Stando infatti a quanto riportato dal quotidiano israeliano “Haaretz”, già sei anni fa il direttore del “Mossad” si sarebbe incontrato in Arabia Saudita con i vertici dell’intelligence e della difesa sauditi per pianificare una possibile opzione militare per fermare il programma nucleare di Teheran, mentre secondo quanto riportato dalla rivista statunitense “The Atlantic”, tra il 2014 ed il 2015 rappresentanti dei due Paesi avrebbero avuto dei colloqui “riservati” sempre allo scopo di valutare le eventuali contromisure da adottare per contrastare i progetti atomici iraniani.

Inoltre, lo scorso anno l’ex-Ambasciatore israeliano a Washington Dore Gold e l’ex-Generale saudita Anwar Bin Eshki hanno poi partecipato ad una conferenza organizzata dal “Council on Foreign Relations” nel corso della quale entrambi hanno sottolineato i rischi che presenta per la regione la politica seguita dal regime iraniano, tanto che lo stesso Gold ha auspicato che le differenze tuttora esistenti tra Riad e Gerusalemme possano essere superate negli anni a venire.

I contatti sono andati intensificandosi a inizio di gennaio dopo la rottura delle relazioni diplomatiche tra Arabia Saudita e Iran innescata dall’esecuzione del predicatore sciita Nimr al-Nimr da parte di Riad.

## DATI REGISTRATI
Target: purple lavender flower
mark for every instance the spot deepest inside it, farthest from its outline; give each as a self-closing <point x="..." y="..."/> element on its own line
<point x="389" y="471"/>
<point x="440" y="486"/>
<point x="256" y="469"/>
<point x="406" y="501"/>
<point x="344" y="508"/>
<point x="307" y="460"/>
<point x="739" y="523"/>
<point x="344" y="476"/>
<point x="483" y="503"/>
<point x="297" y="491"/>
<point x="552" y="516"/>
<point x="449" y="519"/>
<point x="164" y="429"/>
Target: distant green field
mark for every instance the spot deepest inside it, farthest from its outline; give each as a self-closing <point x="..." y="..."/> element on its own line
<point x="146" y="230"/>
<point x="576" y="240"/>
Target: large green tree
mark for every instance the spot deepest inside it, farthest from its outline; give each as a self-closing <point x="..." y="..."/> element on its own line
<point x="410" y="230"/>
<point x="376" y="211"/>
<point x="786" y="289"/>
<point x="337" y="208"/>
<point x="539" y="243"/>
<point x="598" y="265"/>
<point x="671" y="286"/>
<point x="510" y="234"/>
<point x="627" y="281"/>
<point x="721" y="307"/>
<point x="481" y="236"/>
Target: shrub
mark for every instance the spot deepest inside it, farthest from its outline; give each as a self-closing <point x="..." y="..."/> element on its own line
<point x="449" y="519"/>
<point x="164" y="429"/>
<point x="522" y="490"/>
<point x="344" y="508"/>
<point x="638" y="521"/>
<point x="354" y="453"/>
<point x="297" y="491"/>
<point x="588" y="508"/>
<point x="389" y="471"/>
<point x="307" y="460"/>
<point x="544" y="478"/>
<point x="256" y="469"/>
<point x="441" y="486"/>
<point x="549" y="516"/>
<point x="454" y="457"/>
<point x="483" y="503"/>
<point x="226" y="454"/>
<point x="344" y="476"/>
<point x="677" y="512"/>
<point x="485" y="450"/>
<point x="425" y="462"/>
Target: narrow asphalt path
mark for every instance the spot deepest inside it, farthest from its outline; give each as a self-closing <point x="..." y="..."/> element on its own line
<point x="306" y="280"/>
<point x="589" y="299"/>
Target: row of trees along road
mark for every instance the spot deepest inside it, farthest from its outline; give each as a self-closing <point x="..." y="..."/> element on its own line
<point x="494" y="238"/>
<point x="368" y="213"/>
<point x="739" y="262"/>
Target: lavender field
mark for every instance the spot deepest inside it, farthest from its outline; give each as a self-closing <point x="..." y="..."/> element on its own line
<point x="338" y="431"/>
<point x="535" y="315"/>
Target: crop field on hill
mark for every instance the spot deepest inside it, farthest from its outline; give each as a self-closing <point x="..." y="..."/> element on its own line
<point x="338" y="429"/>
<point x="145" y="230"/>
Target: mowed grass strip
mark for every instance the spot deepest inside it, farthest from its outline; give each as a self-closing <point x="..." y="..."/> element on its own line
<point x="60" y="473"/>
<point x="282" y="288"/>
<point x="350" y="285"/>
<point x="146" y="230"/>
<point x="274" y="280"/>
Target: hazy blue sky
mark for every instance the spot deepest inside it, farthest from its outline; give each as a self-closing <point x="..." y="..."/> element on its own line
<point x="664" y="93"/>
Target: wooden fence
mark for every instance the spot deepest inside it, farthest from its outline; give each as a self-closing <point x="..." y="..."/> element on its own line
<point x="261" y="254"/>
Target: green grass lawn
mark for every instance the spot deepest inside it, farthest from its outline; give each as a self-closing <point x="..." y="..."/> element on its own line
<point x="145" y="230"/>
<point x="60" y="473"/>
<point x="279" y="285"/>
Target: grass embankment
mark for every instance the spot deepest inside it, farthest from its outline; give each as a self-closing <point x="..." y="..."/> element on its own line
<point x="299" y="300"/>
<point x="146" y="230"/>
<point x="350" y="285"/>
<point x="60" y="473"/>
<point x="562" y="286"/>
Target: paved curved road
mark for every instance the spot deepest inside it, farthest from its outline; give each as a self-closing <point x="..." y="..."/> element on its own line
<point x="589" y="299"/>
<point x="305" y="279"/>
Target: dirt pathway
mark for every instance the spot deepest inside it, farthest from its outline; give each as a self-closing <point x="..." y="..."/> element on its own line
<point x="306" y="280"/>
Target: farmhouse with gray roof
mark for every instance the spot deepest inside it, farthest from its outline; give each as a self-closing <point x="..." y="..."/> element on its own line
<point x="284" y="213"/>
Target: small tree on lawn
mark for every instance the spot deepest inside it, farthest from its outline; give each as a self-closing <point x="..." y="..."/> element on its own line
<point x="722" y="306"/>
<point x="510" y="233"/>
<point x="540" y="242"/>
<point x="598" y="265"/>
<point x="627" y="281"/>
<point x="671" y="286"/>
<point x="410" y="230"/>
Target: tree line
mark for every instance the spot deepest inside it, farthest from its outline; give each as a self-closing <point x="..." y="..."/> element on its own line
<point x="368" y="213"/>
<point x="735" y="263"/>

## ATTIVITÀ DA SVOLGERE
Riproduca integralmente il brano sui contatti tra Israele e Arabia Saudita, senza apportarvi alcuna modifica. Il materiale non ha alcun legame con il brano.

## SOLUZIONE COMPLETA
Stando infatti a quanto riportato dal quotidiano israeliano “Haaretz”, già sei anni fa il direttore del “Mossad” si sarebbe incontrato in Arabia Saudita con i vertici dell’intelligence e della difesa sauditi per pianificare una possibile opzione militare per fermare il programma nucleare di Teheran, mentre secondo quanto riportato dalla rivista statunitense “The Atlantic”, tra il 2014 ed il 2015 rappresentanti dei due Paesi avrebbero avuto dei colloqui “riservati” sempre allo scopo di valutare le eventuali contromisure da adottare per contrastare i progetti atomici iraniani.

Inoltre, lo scorso anno l’ex-Ambasciatore israeliano a Washington Dore Gold e l’ex-Generale saudita Anwar Bin Eshki hanno poi partecipato ad una conferenza organizzata dal “Council on Foreign Relations” nel corso della quale entrambi hanno sottolineato i rischi che presenta per la regione la politica seguita dal regime iraniano, tanto che lo stesso Gold ha auspicato che le differenze tuttora esistenti tra Riad e Gerusalemme possano essere superate negli anni a venire.

I contatti sono andati intensificandosi a inizio di gennaio dopo la rottura delle relazioni diplomatiche tra Arabia Saudita e Iran innescata dall’esecuzione del predicatore sciita Nimr al-Nimr da parte di Riad.